WHAT YOU WILL DO: Set down exactly the lines from the one containing "of the bare" through the end of the records below, both included, and nothing else.
***** ENTRIES PROVIDED
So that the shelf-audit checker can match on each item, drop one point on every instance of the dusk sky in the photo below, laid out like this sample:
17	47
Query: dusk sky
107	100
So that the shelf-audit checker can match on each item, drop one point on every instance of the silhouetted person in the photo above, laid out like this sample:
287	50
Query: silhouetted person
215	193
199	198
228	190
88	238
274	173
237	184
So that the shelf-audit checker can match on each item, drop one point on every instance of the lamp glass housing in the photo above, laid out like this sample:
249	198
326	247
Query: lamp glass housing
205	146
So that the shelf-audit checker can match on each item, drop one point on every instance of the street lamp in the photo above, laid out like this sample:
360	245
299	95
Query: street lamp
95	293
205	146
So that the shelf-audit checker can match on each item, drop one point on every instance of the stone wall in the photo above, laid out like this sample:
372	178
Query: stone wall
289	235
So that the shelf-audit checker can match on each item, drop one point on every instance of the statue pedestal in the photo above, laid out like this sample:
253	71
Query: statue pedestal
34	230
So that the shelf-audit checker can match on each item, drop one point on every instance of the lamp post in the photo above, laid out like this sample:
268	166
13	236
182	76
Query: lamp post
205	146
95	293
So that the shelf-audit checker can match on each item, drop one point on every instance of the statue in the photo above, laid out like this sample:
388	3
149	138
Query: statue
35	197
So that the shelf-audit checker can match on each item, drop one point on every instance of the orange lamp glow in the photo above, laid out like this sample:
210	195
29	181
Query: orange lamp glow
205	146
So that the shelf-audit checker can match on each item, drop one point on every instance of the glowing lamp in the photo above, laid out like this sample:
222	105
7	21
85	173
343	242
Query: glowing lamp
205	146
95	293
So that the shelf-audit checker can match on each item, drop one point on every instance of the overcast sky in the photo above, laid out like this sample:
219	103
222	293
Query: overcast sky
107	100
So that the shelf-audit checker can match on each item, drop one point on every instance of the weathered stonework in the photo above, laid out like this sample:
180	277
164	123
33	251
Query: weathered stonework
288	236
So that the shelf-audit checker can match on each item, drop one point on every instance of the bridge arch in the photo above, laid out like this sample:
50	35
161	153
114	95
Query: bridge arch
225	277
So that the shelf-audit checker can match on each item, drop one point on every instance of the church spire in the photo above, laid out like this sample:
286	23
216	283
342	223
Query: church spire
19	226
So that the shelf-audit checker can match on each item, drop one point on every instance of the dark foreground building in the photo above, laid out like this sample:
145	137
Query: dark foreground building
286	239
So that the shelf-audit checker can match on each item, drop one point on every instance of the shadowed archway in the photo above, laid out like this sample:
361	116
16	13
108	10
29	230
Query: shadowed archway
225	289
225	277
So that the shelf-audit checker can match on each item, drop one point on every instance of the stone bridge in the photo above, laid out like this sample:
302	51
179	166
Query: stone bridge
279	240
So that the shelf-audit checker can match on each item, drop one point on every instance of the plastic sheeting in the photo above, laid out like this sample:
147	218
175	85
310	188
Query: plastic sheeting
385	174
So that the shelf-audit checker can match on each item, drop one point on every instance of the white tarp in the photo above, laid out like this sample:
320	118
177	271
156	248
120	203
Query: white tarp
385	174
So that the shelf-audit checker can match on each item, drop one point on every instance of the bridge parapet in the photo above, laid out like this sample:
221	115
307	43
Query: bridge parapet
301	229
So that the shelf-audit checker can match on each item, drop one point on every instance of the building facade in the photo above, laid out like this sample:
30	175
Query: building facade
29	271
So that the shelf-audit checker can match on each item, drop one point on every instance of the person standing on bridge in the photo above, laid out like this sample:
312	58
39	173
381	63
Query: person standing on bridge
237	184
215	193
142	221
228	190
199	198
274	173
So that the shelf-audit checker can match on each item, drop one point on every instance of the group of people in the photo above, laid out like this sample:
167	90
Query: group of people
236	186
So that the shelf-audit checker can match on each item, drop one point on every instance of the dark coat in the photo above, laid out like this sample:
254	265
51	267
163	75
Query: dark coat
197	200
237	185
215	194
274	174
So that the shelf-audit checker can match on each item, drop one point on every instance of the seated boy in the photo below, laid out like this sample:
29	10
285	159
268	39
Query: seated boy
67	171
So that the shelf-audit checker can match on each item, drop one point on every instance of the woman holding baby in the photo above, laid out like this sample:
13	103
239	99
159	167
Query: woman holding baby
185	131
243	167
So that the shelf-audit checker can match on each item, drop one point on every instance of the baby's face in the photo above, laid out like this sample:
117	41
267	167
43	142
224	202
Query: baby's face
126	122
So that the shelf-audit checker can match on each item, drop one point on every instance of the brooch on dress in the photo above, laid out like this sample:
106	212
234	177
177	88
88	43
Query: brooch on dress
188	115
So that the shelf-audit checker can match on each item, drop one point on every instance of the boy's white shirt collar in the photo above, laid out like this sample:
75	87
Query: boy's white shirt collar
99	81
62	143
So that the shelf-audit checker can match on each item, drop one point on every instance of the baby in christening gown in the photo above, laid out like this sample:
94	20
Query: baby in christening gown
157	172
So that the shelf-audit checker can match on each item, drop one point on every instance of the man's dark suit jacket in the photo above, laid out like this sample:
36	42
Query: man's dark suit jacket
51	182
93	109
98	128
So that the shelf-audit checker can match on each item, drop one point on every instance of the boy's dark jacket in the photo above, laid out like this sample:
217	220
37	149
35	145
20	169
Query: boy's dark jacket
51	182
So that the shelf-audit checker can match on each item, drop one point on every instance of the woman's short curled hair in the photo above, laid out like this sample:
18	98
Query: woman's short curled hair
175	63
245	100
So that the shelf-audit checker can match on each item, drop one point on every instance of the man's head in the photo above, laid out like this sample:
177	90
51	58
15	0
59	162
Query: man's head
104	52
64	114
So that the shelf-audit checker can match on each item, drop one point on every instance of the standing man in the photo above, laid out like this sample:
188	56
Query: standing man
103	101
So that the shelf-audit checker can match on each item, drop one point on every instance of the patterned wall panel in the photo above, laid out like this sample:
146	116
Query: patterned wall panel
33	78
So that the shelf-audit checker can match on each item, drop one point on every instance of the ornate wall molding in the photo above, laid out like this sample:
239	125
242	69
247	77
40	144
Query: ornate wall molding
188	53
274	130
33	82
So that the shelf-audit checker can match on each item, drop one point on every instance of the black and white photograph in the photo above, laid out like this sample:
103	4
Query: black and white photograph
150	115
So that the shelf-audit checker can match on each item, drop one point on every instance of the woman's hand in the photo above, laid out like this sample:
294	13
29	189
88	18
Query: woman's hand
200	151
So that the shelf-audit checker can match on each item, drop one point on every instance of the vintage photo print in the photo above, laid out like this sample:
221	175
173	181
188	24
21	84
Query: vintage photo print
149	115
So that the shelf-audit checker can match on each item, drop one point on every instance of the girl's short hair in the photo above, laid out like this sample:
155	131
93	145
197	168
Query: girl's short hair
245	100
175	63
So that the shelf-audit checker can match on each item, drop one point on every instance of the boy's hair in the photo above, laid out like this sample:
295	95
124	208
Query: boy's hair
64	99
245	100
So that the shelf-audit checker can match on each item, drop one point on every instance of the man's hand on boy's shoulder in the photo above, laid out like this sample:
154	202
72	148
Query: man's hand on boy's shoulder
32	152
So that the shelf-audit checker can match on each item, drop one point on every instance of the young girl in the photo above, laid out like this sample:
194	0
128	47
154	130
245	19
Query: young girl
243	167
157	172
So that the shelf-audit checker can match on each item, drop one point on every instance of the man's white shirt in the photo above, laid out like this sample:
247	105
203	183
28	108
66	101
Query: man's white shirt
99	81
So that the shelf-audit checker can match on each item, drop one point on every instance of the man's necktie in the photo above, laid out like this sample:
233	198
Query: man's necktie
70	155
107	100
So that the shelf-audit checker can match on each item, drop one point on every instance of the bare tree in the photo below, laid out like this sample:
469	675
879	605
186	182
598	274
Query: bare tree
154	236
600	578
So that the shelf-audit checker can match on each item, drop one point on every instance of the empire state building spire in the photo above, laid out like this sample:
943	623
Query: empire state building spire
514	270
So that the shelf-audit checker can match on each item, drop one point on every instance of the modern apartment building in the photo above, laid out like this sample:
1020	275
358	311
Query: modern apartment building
**********
RESPONSE:
So that the shelf-audit checker can match on each item, drop one point on every instance of the bare tree in the photo below, laid out like this sample:
469	675
879	605
186	182
598	274
Query: bare tree
154	236
600	578
So that the shelf-audit checker can match on each item, drop one point on every instance of the empire state building spire in the photo above, laid out like this sample:
943	623
Query: empire state building spire
514	270
So that the shelf-audit checker can match on each item, drop one point on every instance of the modern apartment building in the photo above, laid out like this sample:
1020	275
358	311
Query: modern apartment building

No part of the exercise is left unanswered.